* WHAT YOU ARE ASKED TO DO
Output the data below in full, byte for byte. Nothing may differ.

* ENTRIES PROVIDED
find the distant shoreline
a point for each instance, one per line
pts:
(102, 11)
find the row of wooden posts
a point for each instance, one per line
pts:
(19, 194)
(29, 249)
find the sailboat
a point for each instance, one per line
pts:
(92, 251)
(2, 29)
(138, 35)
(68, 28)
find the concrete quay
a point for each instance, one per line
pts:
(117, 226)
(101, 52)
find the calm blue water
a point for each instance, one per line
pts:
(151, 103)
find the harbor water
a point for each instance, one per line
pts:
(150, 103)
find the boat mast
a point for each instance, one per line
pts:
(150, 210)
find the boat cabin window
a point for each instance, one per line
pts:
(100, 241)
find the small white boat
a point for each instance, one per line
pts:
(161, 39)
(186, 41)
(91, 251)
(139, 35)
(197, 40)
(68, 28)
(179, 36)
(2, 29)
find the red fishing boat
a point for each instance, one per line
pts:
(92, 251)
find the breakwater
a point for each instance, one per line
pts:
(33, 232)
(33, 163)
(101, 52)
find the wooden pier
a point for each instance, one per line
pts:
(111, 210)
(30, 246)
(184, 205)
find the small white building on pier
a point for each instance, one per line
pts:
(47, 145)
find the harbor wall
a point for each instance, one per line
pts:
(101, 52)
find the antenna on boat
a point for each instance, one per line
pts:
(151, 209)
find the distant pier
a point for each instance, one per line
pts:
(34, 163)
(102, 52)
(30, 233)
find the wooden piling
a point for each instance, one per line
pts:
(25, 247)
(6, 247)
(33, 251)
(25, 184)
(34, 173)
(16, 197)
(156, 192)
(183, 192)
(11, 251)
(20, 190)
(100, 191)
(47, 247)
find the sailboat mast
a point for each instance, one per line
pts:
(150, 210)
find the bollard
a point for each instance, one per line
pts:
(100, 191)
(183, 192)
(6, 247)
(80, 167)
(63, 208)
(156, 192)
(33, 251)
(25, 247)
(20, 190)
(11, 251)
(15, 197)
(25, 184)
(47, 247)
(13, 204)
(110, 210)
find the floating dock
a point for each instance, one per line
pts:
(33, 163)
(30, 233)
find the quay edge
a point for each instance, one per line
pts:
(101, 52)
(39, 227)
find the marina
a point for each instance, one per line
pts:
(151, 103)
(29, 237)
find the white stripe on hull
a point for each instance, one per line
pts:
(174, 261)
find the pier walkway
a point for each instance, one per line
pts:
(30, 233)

* WRITTEN SOLUTION
find the distant shoreline
a point for each instance, one per line
pts:
(102, 11)
find the row of wooden posts
a point for each instance, one per line
pts:
(19, 194)
(29, 249)
find the sailboat
a point for each instance, one per line
pts:
(92, 251)
(2, 29)
(138, 35)
(68, 28)
find the concrete quay
a point for each instance, one per line
pts:
(117, 226)
(101, 52)
find the calm blue water
a point for each instance, one per line
pts:
(151, 103)
find the harbor water
a point for each instance, one per line
pts:
(150, 103)
find the boat mast
a point for each instance, one per line
pts:
(150, 210)
find the boat cabin window
a point for each instance, one per line
pts:
(100, 241)
find the small white boat
a point for each instance, one per line
pts:
(161, 39)
(186, 41)
(91, 251)
(139, 35)
(197, 40)
(68, 28)
(179, 36)
(2, 29)
find the red fishing boat
a point for each instance, one per line
pts:
(92, 251)
find the breakwater
a point for each instance, one per line
pts:
(33, 232)
(33, 163)
(101, 52)
find the wooden pier
a point for each instance, one per line
pts:
(111, 210)
(30, 246)
(184, 205)
find the small white building on pier
a point for each instance, one per line
pts:
(47, 145)
find the harbor wall
a point for each instance, one per line
pts:
(101, 52)
find the antenna on boat
a point for each instance, one per line
pts:
(151, 209)
find the distant pier
a point for each instance, one per line
pts:
(34, 163)
(102, 52)
(30, 233)
find the wooden piling
a point for each instance, one per line
pts:
(25, 247)
(6, 247)
(33, 251)
(25, 184)
(34, 173)
(16, 197)
(156, 192)
(183, 192)
(11, 251)
(20, 190)
(100, 191)
(47, 247)
find the sailboat mast
a point for each instance, one per line
pts:
(150, 210)
find the bollard
a point for each instance, one per line
pts:
(100, 191)
(183, 192)
(6, 247)
(80, 167)
(63, 208)
(156, 192)
(33, 251)
(25, 247)
(20, 190)
(11, 251)
(15, 197)
(25, 184)
(47, 247)
(13, 204)
(110, 210)
find the floating dock
a point for each instance, one per line
pts:
(33, 163)
(30, 233)
find the quay edge
a point for each instance, one per line
pts:
(101, 52)
(39, 227)
find the marina
a point for each instance, one per line
pts:
(151, 103)
(29, 237)
find the white stripe on hull
a point for each instance, one per line
pts:
(174, 261)
find the pier walkway
a point for each instance, one per line
pts:
(30, 233)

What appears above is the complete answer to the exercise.